__TEXT EXTRACT__
-- start --

Welcome to Manchester. That was the slogan on the notorious billboard which greeted Carlos Tevez's move from United to City and on Wednesday night the blue half of Manchester welcomed him all over again, the £30,000-a-day prodigal son.

Looking a little tubbier after his unscheduled six-month holiday, the man Roberto Mancini declared would never wear the club's shirt again was on the pitch for just under half an hour against Chelsea and made a significant contribution to both their goals. Without him, City looked haphazard and demoralised. With him, they reacquired a sense of menace and the look of championship challengers. As simple as that.

It is dangerous to make even a reasonable assumption about what goes on inside Tevez's head, but the Argentinian forward may have been pleasantly surprised by the reception he received from City's fans, many of whom have spent the last few months recasting him from hero to traitor.

Stepping out of the team coach, he was given a bigger cheer than any of his team-mates and responded with a grin and a genial thumbs-up. By the end of the night he would have the applause of 40,000 ringing in his ears.

There were a few discreet boos amid the ripple of applause inside the stadium when his face first appeared on the big screens while the team announcements were being made. He was included among the substitutes for the first time since that September night in Munich when he committed what some of us regarded as a crime against football by refusing Mancini's instruction to warm up in preparation for an appearance during the second half, with his team-mates two goals down and desperately in need of assistance.

Many remain scandalised by his behaviour on that occasion, a gesture seemingly consistent with a nomad's attitude to loyalty while being strangely at odds with the wholehearted commitment he has always shown when involved in the actual business of trying to win or to save a match. And which, when he was eventually given the chance, he demonstrated again last night.

-- end --

__RECORDS TO USE__
-- start --

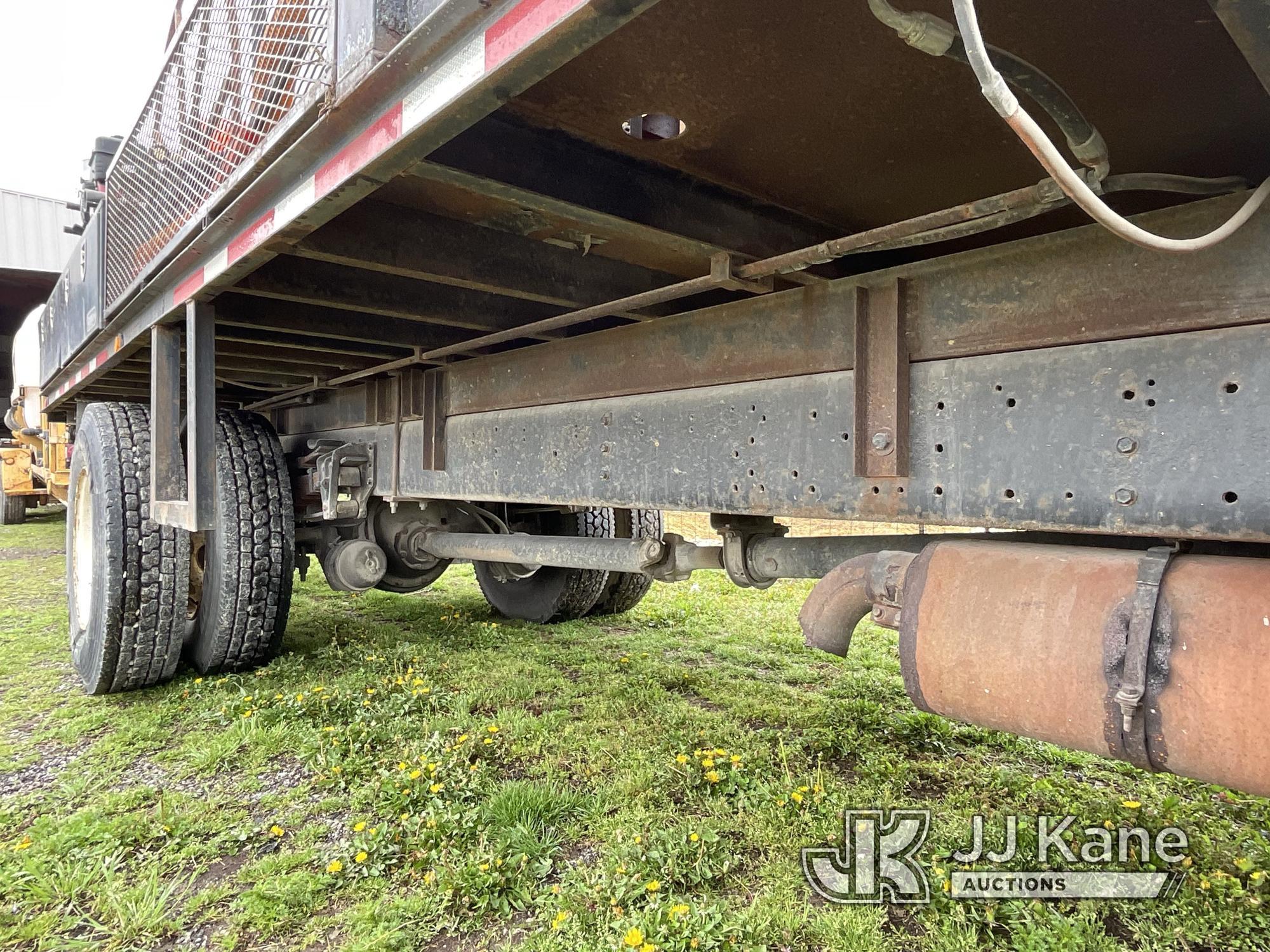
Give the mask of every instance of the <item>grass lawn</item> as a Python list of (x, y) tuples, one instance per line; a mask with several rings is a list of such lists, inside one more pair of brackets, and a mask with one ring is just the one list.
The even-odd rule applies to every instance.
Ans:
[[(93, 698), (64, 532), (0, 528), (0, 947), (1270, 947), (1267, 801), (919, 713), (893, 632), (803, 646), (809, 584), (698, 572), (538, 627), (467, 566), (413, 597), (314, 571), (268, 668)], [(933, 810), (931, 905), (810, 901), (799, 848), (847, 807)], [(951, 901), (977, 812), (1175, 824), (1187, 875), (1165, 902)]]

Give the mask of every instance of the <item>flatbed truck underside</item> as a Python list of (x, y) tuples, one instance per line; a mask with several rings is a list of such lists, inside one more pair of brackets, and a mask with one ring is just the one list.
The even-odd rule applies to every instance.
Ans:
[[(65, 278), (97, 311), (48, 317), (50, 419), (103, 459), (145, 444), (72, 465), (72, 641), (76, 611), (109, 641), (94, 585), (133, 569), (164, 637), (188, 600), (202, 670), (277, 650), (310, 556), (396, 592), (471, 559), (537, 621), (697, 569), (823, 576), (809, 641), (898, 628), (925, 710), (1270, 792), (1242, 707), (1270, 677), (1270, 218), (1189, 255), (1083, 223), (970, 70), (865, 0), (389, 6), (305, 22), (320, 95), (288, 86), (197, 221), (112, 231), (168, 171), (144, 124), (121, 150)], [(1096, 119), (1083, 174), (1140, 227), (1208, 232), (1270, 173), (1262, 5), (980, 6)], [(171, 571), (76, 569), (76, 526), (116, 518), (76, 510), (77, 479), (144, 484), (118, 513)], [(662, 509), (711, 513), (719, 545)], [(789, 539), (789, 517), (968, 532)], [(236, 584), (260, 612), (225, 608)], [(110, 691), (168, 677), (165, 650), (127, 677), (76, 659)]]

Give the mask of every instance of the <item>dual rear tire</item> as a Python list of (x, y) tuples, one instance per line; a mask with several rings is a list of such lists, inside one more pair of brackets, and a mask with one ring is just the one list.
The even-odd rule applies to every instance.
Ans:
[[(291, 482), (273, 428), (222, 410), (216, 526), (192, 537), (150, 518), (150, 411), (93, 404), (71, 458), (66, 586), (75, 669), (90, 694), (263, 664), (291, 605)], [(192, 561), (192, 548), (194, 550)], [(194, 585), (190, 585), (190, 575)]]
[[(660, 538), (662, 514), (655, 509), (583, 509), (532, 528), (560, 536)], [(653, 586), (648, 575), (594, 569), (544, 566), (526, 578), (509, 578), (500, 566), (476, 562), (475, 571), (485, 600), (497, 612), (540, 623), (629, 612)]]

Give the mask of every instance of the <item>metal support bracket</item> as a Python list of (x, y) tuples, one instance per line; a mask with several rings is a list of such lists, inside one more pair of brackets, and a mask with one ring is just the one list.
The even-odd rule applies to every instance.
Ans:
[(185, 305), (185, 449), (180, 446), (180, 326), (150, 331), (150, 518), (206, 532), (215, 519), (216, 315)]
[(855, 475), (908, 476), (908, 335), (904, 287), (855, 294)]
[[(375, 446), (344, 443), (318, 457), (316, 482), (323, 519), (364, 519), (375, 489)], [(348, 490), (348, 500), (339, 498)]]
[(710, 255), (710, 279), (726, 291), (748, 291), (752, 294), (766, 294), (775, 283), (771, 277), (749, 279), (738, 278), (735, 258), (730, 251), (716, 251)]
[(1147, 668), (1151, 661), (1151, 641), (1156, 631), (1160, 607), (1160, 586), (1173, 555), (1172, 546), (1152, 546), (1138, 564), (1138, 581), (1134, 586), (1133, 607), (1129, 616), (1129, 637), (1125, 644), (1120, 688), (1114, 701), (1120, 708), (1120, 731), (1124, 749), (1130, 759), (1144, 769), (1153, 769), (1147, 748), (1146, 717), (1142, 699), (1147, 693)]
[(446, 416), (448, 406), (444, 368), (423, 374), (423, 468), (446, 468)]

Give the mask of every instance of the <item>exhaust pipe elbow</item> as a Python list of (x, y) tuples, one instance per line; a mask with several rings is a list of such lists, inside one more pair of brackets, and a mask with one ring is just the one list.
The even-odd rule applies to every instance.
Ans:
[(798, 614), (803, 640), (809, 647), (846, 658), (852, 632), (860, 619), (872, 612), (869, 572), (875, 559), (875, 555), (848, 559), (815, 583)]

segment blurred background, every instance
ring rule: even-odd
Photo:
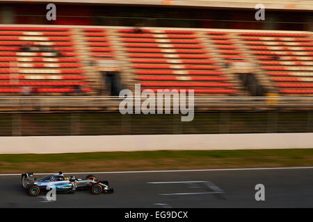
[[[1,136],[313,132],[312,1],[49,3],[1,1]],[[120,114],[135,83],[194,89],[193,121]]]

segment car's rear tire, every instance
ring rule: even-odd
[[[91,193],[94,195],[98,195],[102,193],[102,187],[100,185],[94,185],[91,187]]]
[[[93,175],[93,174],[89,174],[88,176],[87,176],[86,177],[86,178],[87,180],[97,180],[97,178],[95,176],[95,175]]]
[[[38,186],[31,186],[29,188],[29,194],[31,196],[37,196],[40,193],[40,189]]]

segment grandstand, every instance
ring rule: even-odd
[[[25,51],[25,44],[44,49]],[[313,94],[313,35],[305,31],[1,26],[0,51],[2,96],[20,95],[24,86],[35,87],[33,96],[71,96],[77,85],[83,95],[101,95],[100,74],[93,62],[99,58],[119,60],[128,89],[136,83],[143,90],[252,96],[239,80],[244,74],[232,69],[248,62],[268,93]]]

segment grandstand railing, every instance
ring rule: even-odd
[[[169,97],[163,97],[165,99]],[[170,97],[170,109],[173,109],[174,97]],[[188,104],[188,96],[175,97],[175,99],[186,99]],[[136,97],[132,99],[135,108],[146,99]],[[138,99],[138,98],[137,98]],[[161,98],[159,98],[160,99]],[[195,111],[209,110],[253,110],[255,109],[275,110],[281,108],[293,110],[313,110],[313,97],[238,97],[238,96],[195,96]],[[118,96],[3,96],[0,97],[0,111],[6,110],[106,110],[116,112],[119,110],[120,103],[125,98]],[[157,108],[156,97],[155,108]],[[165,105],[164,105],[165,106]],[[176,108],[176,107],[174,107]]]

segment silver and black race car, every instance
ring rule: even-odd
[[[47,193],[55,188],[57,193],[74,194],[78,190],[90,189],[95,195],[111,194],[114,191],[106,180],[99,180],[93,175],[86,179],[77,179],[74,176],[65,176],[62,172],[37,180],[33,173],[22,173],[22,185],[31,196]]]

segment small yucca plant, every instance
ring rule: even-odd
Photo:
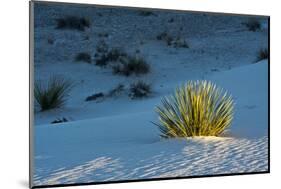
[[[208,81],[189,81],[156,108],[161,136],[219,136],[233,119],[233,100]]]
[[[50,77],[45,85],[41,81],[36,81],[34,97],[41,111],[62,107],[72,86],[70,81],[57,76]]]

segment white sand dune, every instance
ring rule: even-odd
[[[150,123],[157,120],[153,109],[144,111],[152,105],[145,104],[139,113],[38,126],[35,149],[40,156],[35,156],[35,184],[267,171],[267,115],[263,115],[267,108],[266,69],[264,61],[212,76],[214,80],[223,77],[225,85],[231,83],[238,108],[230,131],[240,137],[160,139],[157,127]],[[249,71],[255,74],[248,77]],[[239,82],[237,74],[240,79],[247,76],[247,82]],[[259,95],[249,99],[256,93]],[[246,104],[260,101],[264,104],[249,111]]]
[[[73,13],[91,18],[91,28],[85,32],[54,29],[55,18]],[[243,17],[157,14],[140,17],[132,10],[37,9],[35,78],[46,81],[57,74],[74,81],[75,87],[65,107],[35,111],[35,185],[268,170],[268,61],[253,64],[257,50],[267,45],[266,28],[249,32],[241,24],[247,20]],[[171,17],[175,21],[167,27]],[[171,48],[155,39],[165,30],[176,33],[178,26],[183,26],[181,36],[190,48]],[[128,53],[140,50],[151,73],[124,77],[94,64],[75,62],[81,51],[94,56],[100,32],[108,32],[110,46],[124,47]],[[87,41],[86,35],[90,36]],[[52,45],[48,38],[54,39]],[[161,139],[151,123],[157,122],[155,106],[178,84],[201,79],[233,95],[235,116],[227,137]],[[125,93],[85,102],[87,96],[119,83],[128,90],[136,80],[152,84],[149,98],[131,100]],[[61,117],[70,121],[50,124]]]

-- end --

__TASK REQUIREMENTS__
1. Duplicate the rows starting at the line containing "segment small yucca plant, every instance" and ending at the last line of the rows, leaving the pictures out.
2. Finish out the next part of the report on Carlos Tevez's return to Manchester City.

__PER-TASK OUTPUTS__
1.
segment small yucca plant, every instance
ring rule: even-odd
Photo:
[[[208,81],[189,81],[156,108],[161,136],[219,136],[233,119],[233,100]]]
[[[50,77],[45,85],[41,81],[36,81],[34,97],[41,111],[62,107],[72,86],[70,81],[57,76]]]

segment white sand dune, every instance
ring rule: even-odd
[[[150,123],[157,120],[153,109],[144,111],[152,105],[145,104],[139,113],[38,126],[35,149],[40,156],[35,156],[35,184],[267,171],[267,115],[263,115],[267,108],[266,69],[264,61],[212,76],[214,80],[223,77],[225,85],[231,83],[238,108],[230,131],[240,137],[160,139],[157,127]],[[249,71],[255,74],[248,77]],[[239,82],[237,74],[240,79],[247,76],[247,82]],[[259,95],[249,99],[256,93]],[[246,104],[260,101],[264,104],[249,111]]]
[[[73,13],[91,18],[91,28],[85,32],[54,29],[55,18]],[[243,17],[157,14],[140,17],[132,10],[37,9],[35,78],[46,81],[57,74],[74,81],[75,87],[65,107],[35,111],[35,185],[268,170],[268,61],[253,64],[257,50],[267,45],[266,28],[249,32],[241,24],[247,20]],[[171,17],[175,21],[167,27]],[[171,48],[155,39],[165,30],[176,33],[178,26],[183,26],[181,36],[190,48]],[[128,53],[140,50],[151,73],[124,77],[94,64],[75,62],[81,51],[94,56],[100,32],[108,32],[110,46],[124,47]],[[87,41],[86,35],[90,36]],[[52,45],[48,38],[54,39]],[[161,139],[151,123],[157,122],[155,106],[178,84],[201,79],[233,95],[235,116],[227,137]],[[125,93],[85,102],[87,96],[119,83],[128,90],[136,80],[152,84],[149,98],[131,100]],[[61,117],[70,121],[50,124]]]

2.
The pre-match reaction to Tevez's possible return offered a clear view of the changed relationships within today's football. In the old days, the constituent elements of a club – its directors, its players, its supporters – shared a common cause. The arrival of billionaire super-owners introduced a division between a club as embodied by its supporters and its history on the one hand, and its owners and its coaching and playing staff on the other. What they have in common is a desire for success, but their underlying purposes are different and they may have different views on how that success should be achieved.

Tevez's return to action owed everything to the cold-blooded pragmatism of the modern world. As City lost momentum at exactly the time when they should have been re-emphasising the seriousness of their challenge, the cost of Tevez's absence became starkly apparent. The clarity and incisiveness of their play disappeared along with the points that provided a cushion over Manchester United.

Their plight was all too apparent in the first hour against Chelsea, provoking noises of exasperation as corner-kicks failed to clear the first defender, passes short and long went astray and Mario Balotelli made a mess of the best chance of the half when he rolled the ball wide of the post after Frank Lampard had mystifyingly sent a square pass straight to his feet just inside the Chelsea half, inviting him to outpace the defenders and bear down on Petr Cech. At that very moment Tevez was starting his first warm up on the touchline, to another burst of applause that seemed to express the fans' desire to see someone in a blue shirt capable of giving them at least a glimpse of directness and decisiveness.

Ten minutes into the second half, Mancini again beckoned Tevez to warm up. He was jogging up and down when Chelsea took the lead, and was immediately summoned to get ready for action. And in the 66th minute, when Nasri let a pass run under his foot and into touch, there he was, on the pitch again, once more playing an active part in the great soap opera of the Premier League.

In the 77th minute he lost possession to José Bosingwa and then, with characteristic tenacity, regained it before slipping a pass through to Edin Dzeko. The Bosnian's shot was deflected, providing the corner that led to the handball which led to Agüero's penalty. Eight minutes later Tevez's deftly smuggled return pass to Nasri permitted the Frenchman to supply City's winner.

Had Tevez made the difference? You bet he had, and not for the first time. Or, you might imagine, the last.